> **STATED GOAL**
Copy out the following data line by line, leaving every word and number unchanged.

> **SOURCE MATERIAL**
======
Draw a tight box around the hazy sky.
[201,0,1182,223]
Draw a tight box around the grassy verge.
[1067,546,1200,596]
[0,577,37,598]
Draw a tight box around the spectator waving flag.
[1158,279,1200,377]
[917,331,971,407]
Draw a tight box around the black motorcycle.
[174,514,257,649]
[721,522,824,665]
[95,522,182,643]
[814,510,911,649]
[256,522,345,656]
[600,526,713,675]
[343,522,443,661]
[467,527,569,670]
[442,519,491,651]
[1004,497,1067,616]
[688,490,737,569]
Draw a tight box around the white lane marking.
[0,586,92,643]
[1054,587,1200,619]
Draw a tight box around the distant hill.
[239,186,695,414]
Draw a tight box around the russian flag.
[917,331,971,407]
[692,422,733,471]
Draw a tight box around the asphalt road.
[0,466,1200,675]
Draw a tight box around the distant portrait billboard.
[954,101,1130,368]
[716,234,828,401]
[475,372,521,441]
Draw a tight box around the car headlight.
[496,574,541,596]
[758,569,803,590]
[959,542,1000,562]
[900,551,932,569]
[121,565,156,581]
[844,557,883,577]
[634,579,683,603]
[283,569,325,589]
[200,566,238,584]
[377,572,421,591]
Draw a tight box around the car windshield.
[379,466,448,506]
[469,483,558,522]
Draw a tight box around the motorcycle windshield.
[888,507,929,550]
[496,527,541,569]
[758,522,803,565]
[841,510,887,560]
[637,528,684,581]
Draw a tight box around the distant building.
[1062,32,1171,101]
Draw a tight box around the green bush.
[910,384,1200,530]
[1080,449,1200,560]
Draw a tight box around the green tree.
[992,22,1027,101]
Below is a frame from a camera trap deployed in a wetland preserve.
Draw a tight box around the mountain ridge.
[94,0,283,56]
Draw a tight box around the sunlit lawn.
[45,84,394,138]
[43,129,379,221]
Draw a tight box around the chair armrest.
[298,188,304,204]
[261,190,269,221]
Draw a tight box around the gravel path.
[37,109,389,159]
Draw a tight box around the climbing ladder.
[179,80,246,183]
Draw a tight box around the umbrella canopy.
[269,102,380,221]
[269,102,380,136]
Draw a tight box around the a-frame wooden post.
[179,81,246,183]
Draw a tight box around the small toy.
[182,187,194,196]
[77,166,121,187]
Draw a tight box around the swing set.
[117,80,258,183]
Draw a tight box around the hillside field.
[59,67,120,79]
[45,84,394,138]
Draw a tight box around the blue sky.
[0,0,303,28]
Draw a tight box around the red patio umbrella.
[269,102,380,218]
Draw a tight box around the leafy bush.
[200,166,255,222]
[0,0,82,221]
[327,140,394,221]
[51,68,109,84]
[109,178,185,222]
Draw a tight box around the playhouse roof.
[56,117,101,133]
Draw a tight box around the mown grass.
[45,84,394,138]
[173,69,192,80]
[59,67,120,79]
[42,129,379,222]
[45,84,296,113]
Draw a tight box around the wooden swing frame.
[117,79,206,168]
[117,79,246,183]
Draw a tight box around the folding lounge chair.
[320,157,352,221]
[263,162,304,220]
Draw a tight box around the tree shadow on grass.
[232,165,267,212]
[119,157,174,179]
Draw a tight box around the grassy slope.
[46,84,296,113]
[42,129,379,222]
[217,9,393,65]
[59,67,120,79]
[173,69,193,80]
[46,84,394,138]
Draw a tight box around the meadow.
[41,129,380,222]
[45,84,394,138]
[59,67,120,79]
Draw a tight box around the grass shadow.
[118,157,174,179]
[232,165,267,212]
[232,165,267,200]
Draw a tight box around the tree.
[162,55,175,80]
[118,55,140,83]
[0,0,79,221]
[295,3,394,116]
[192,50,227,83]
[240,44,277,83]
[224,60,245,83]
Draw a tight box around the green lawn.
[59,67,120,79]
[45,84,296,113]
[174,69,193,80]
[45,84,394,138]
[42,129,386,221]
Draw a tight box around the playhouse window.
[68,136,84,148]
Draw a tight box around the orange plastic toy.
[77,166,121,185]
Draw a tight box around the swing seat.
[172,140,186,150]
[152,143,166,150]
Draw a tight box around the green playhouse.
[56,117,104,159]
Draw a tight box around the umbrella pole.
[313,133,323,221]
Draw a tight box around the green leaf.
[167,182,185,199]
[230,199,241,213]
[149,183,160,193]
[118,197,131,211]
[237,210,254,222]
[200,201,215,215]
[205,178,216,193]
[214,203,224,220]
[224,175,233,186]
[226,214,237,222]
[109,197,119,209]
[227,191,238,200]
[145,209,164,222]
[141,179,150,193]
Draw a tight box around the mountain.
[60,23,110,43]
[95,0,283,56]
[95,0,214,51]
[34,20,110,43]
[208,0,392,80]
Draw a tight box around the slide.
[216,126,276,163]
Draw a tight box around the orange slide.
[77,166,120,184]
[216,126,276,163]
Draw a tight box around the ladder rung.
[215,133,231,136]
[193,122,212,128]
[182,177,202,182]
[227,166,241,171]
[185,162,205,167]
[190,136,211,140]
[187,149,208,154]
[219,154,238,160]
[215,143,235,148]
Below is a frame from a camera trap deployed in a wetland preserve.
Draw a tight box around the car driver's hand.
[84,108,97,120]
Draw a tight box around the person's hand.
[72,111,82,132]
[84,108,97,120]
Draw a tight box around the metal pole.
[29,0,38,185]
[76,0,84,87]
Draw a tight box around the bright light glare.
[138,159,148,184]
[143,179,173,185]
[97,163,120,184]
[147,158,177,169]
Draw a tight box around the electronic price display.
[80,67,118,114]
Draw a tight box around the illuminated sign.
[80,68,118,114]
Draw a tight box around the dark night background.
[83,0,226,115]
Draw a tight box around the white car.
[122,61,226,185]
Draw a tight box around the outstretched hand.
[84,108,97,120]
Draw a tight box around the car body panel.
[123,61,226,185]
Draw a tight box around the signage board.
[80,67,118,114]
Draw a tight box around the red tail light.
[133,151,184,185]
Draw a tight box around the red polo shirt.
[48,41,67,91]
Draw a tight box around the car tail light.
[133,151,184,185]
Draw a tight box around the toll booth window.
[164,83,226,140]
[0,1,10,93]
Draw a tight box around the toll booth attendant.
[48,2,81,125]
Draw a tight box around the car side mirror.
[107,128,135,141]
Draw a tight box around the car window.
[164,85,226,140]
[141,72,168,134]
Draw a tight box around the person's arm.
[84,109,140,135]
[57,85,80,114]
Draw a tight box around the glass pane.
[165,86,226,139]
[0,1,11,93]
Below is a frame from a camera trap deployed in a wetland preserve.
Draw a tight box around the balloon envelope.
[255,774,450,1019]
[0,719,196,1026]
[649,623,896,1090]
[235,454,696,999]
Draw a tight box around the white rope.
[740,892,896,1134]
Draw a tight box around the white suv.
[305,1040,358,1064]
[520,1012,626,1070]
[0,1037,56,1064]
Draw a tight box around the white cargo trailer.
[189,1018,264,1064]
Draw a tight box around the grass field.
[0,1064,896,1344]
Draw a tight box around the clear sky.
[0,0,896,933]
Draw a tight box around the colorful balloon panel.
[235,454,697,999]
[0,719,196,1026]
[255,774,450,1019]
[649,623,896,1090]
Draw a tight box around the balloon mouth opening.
======
> **RESULT OF THIS EXERCISE**
Draw a tight box around the hazy sky.
[201,0,1182,223]
Draw a tight box around the grassy verge.
[1067,546,1200,596]
[0,577,37,598]
Draw a tight box around the spectator waving flag.
[1158,279,1200,377]
[917,331,971,407]
Draw a tight box around the black motorcycle.
[174,514,257,649]
[721,522,824,665]
[95,522,182,643]
[814,510,911,649]
[256,522,345,656]
[600,526,713,675]
[343,522,443,661]
[467,527,569,670]
[442,519,491,651]
[1004,497,1067,616]
[688,490,737,569]
Draw a tight box around the white lane marking.
[0,586,92,643]
[1054,587,1200,619]
Draw a tight box around the distant hill.
[239,186,695,414]
Draw a tight box around the russian flag.
[917,331,971,407]
[692,422,733,471]
Draw a tight box around the asphalt road.
[0,466,1200,675]
Draw a tight box around the distant portrait billboard.
[954,101,1130,368]
[716,234,828,401]
[475,372,521,441]
Draw a tight box around the car headlight.
[496,574,541,596]
[758,569,803,590]
[959,542,1000,562]
[900,551,932,569]
[121,565,156,581]
[844,557,883,577]
[634,579,683,603]
[283,569,325,589]
[200,566,238,584]
[377,572,421,591]
Draw a tight box around the car windshield.
[379,466,448,506]
[469,483,558,522]
Draw a tight box around the motorcycle windshield.
[888,507,929,550]
[496,527,541,569]
[758,522,803,565]
[841,510,887,560]
[637,528,684,581]
Draw a tight box around the distant building.
[1062,32,1171,101]
Draw a tight box around the green bush.
[910,384,1200,530]
[1080,449,1200,560]
Draw a tight box around the green tree.
[992,22,1027,101]
Below is a frame from a camera trap deployed in a wetland preserve.
Draw a tight box around the mountain ridge.
[94,0,283,56]
Draw a tight box around the sunlit lawn.
[45,84,394,138]
[43,129,379,221]
Draw a tight box around the chair armrest.
[298,188,304,204]
[261,190,269,221]
Draw a tight box around the gravel path.
[37,109,389,159]
Draw a tight box around the climbing ladder.
[179,80,246,183]
Draw a tight box around the umbrella canopy.
[269,102,380,221]
[269,102,380,136]
Draw a tight box around the a-frame wooden post.
[179,81,246,183]
Draw a tight box around the small toy.
[182,187,194,196]
[77,166,121,187]
Draw a tight box around the swing set.
[117,80,258,183]
Draw a tight box around the hillside field.
[59,67,120,79]
[45,84,394,138]
Draw a tight box around the blue sky.
[0,0,303,28]
Draw a tight box around the red patio umbrella.
[269,102,380,218]
Draw a tight box around the leafy bush.
[200,166,255,222]
[0,0,82,221]
[327,140,394,221]
[51,68,109,84]
[109,178,185,222]
Draw a tight box around the playhouse roof.
[56,117,101,133]
Draw a tight box around the mown grass.
[45,84,394,138]
[173,69,192,80]
[59,67,120,79]
[42,129,379,222]
[45,84,296,113]
Draw a tight box around the wooden swing frame.
[117,79,206,168]
[117,79,246,183]
Draw a tight box around the folding lounge chair.
[320,157,352,221]
[263,162,304,220]
Draw a tight box around the tree shadow on grass.
[232,165,267,212]
[119,157,174,179]
Draw a tight box around the grassy slope.
[46,84,296,113]
[42,129,379,222]
[217,9,393,65]
[59,67,120,79]
[173,69,193,80]
[46,84,394,138]
Draw a tight box around the meadow.
[41,129,380,222]
[45,84,394,138]
[59,67,120,79]
Draw a tight box around the grass shadow.
[118,157,174,179]
[232,165,267,212]
[232,165,267,200]
Draw a tight box around the tree.
[162,55,175,80]
[118,55,140,83]
[0,0,79,221]
[295,3,394,116]
[192,50,227,83]
[240,44,277,83]
[224,60,245,83]
Draw a tight box around the green lawn.
[59,67,120,79]
[45,84,296,113]
[174,69,193,80]
[45,84,394,138]
[42,129,386,221]
Draw a tight box around the playhouse window.
[68,136,84,148]
Draw a tight box around the orange plastic toy.
[77,166,121,185]
Draw a tight box around the swing seat.
[172,140,186,150]
[152,143,166,150]
Draw a tight box around the green playhouse.
[56,117,104,159]
Draw a tight box around the umbrella pole.
[313,133,323,221]
Draw a tight box around the green leaf.
[167,182,185,199]
[230,199,241,213]
[149,183,160,193]
[118,197,131,211]
[237,210,254,222]
[200,201,215,215]
[205,178,216,193]
[214,203,224,220]
[224,175,233,186]
[226,214,237,222]
[109,197,119,209]
[227,191,238,200]
[145,209,164,222]
[141,179,150,193]
Draw a tight box around the mountain.
[60,23,110,43]
[95,0,283,56]
[95,0,214,51]
[34,20,110,43]
[208,0,392,80]
Draw a tight box around the slide.
[216,126,276,163]
Draw a tight box around the orange slide.
[77,166,120,184]
[216,126,276,163]
Draw a tight box around the ladder rung.
[215,133,231,136]
[193,122,212,128]
[182,177,202,182]
[227,166,241,171]
[185,162,205,167]
[190,136,211,140]
[187,149,208,154]
[219,154,238,160]
[215,143,235,148]
Below is a frame from a camera trap deployed in a wetland preserve.
Draw a tight box around the car driver's hand.
[84,108,97,120]
Draw a tight box around the person's hand.
[72,111,82,132]
[84,108,97,120]
Draw a tight box around the metal pole.
[29,0,38,185]
[76,0,84,87]
Draw a tight box around the bright light glare.
[138,159,148,184]
[143,179,173,185]
[97,163,120,184]
[147,158,177,169]
Draw a tight box around the electronic price display.
[80,67,118,114]
Draw a tight box around the illuminated sign.
[80,68,118,114]
Draw a tight box around the dark night background.
[83,0,226,115]
Draw a tight box around the white car.
[122,61,226,185]
Draw a tight box around the outstretched hand.
[84,108,97,120]
Draw a tight box around the car body panel.
[123,61,226,185]
Draw a tight box around the signage board.
[80,67,118,114]
Draw a tight box around the red tail light.
[133,151,184,185]
Draw a tight box around the red polo shirt.
[48,41,67,91]
Draw a tight box around the car tail light.
[133,151,184,185]
Draw a tight box around the toll booth window.
[164,83,226,140]
[0,1,10,93]
Draw a tight box around the toll booth attendant.
[48,2,81,125]
Draw a tight box around the car side mirror.
[107,128,135,141]
Draw a tight box around the car window.
[164,85,226,140]
[141,72,168,134]
Draw a tight box around the person's arm.
[84,109,140,135]
[57,85,80,114]
Draw a tight box around the glass pane.
[165,86,226,139]
[0,1,11,93]
Below is a frame from a camera trap deployed in a wetland preserve.
Draw a tight box around the balloon envelope.
[255,774,450,1019]
[0,719,196,1026]
[649,623,896,1090]
[235,454,696,999]
Draw a tight box around the white rope.
[740,892,896,1134]
Draw a tight box around the white suv.
[305,1040,358,1064]
[520,1012,626,1070]
[0,1037,56,1064]
Draw a tight box around the white cargo trailer.
[189,1018,264,1064]
Draw a tight box around the grass field.
[0,1064,896,1344]
Draw a tight box around the clear sky.
[0,0,896,933]
Draw a tight box around the colorful balloon panel.
[235,454,697,999]
[0,719,196,1026]
[255,774,450,1019]
[649,623,896,1090]
Draw a tight box around the balloon mouth opening.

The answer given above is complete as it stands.